When I approached her to make sure she was dead, my mind was still on “the buck.” So after fillin’ out the tag, pinnin’ and draggin’ her to the wood’s edge, and again being winded to the point of needin’ to briefly rest I found myself wonderin’ about the 8-point. With the doe secured, I immediately decided that until I personally had checked every square inch from where the two bucks were standin’ and I shot that I would not be satisfied.

I sauntered over now to the spot where I thought both bucks had briefly stood during the frey. I could only see leaves kicked up in some furor but no blood or hair anywhere around. Then I scoured every inch of that spot. The top of the hill, the hillside, down the hill through the hawthorn bushes fanning out in a 30-40 foot radius from the scene…nothing, no hint of success. Of course it figured that a nice long hawthorn spike right in the thigh pierced me as I cruised down through the bank. Now continuing through the scrub, ego bruised and leg throbbin’, I again found myself getting’ madder by the moment, but somehow held it together still hopeful of a possible reward. When I was done wrestlin’ my way through the prickly jaggers, I found a partial deer chute they both obviously had run down to get safely to the cornfield. It too was void of any sign and appeared normal with no hard evidence in view. No signs were still apparent as I searched frantically now in vain; not wanting to believe this had gone horribly wrong. “The Sav was dead on, had I bumped it on something?!” “Am I tryin’ to whack a deer with a faulty rifle?!” In the field now I walked north, looking right, then left, and then turned south also to no avail. For a few brief moments I stopped and looked at the stand now behind me at 12 o’clock and guessed at the shot’s trajectory, the probabilities and direction of travel of both deer. I saw fresh hoof scores in the ground down the hill to the cornfield, but it didn’t add that I had blown this one, it just didn’t. Coming back into focus now was the cornfield at hand, which I scoured now even more intently. Then it happened, a moment burnt forever now in my mind.

As I got closer to the small, meandering creek which was pumpin’ with the past evening’s deluge of water, through the maddening roar I saw a hint, just a small slight speck of pink on a bent over cornstalk mast. Then a dollop of red… jackpot man! Death and success were now both around me. The blood got instantly more intense and pronounced as I got closer to the near edge of the creek’s bank down under some briars. As I eased closer to the scene it now looked like a homicide had taken place under the boughs of the scrub brush. Where was this ole’ goat hidin’ out…ah, hah!

§ Instructions:
1. In the hunting story, what stuck the narrator in the thigh on the way down the bank?
2. In the hunting story, list the parts of the area that the narrator searched in a 30-40 foot radius from where the two bucks stood.
3. Rewrite the hunting story from "When I approached" to "not be satisfied.", inclusive, putting "deer" in place of "doe".

§ Recorded information:
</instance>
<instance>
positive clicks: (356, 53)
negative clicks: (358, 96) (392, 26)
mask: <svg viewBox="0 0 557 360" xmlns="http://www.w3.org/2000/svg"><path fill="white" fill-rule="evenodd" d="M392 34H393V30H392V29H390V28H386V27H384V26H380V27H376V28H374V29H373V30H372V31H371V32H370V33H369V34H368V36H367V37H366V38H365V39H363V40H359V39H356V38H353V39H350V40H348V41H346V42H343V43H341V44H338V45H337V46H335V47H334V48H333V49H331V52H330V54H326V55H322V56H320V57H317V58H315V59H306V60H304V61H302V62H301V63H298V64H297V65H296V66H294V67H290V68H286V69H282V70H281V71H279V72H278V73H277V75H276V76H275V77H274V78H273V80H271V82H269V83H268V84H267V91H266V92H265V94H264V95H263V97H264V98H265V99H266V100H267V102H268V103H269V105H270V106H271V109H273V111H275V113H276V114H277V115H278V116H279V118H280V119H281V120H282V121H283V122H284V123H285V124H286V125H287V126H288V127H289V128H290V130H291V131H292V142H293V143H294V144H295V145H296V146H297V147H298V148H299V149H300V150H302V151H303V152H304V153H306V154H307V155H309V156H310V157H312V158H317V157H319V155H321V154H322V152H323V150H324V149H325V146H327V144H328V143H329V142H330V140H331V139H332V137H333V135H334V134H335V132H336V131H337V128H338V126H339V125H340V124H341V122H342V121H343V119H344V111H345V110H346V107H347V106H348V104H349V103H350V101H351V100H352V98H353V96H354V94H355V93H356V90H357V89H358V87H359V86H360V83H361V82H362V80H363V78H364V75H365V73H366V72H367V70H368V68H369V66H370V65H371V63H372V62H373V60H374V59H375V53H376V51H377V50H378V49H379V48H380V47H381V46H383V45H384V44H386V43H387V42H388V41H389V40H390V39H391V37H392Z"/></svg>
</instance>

§ Solved tasks:
1. A long hawthorn spike.

2.
- The top of the hill
- The hillside
- Down the hill through the hawthorn bushes

3.
When I approached her to make sure she was dead, my mind was still on “the buck.” So after fillin’ out the tag, pinnin’ and draggin’ her to the wood’s edge, and again being winded to the point of needin’ to briefly rest I found myself wonderin’ about the 8-point. With the deer secured, I immediately decided that until I personally had checked every square inch from where the two bucks were standin’ and I shot that I would not be satisfied.